Exercise text >>
What a month February has been!
The significance of the extra day this year seems a good time to reflect and give thanks -- still bitter-sweet, and yet hopeful that the new birthday year will bring dreams together...
It's a cloudy day today; so it has been this entire month -- cold and wet. "You haven't really seen Winter," a friend reassures me; another one exclaims: "This is the mildest we've had!"

I'm in Europe -- my favourite continent, and as I sit at my work desk in the University facing dry, leafless branches of Maple, sudden darting movements catch my eye. At the apex of one of these trees is a nest; a red-brown squirrel lives there.

I watch him (or her) run briskly over one branch, jump on to another, shoot down the tree trunk, up again along the same path to the nest. All this hop-skip-jump takes less than two minutes. What is most intriguing about the little fella is the intent behind the morning ritual. It is almost as if there was no time to ponder over the surroundings, no luxury to discover 'what's new' -- strictly focused on achieving purpose (whatever is in that nest must need desperate attention!).

We are this little squirrel indeed. I know I am. Behind this purposeful running about to make life happen, I'm afraid I forget to live, to dream a personal dream and be able to pull it off before I am six feet under. February brings this priority to light almost always. What are birthdays for if not to relocate yourself! So, yes I do have this dream -- a very simple one: to thrive. To reach peaks I never knew existed within me.

No matter the situation that surrounds, it is absolutely essential to 'thrive'-- I believe. We have much to discover about ourselves as individuals, as persons, and each self-discovery brings you closer to being the human you are always meant to be. We rather insulate ourselves from us, and wear 'jackets' of various kinds to protect us from simply living. With our lives pre-designed, what else does one expect!

Task goal >>
Quote the February reflection, starting with "We are this" and going on through "does one expect!". Work only from the February reflection.

Dataset extract >>
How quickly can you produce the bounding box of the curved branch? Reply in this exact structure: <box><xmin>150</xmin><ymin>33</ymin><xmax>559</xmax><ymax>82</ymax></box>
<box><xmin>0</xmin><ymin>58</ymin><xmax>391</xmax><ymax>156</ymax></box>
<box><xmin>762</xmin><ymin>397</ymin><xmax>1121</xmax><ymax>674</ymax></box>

Response below >>
We are this little squirrel indeed. I know I am. Behind this purposeful running about to make life happen, I'm afraid I forget to live, to dream a personal dream and be able to pull it off before I am six feet under. February brings this priority to light almost always. What are birthdays for if not to relocate yourself! So, yes I do have this dream -- a very simple one: to thrive. To reach peaks I never knew existed within me.

No matter the situation that surrounds, it is absolutely essential to 'thrive'-- I believe. We have much to discover about ourselves as individuals, as persons, and each self-discovery brings you closer to being the human you are always meant to be. We rather insulate ourselves from us, and wear 'jackets' of various kinds to protect us from simply living. With our lives pre-designed, what else does one expect!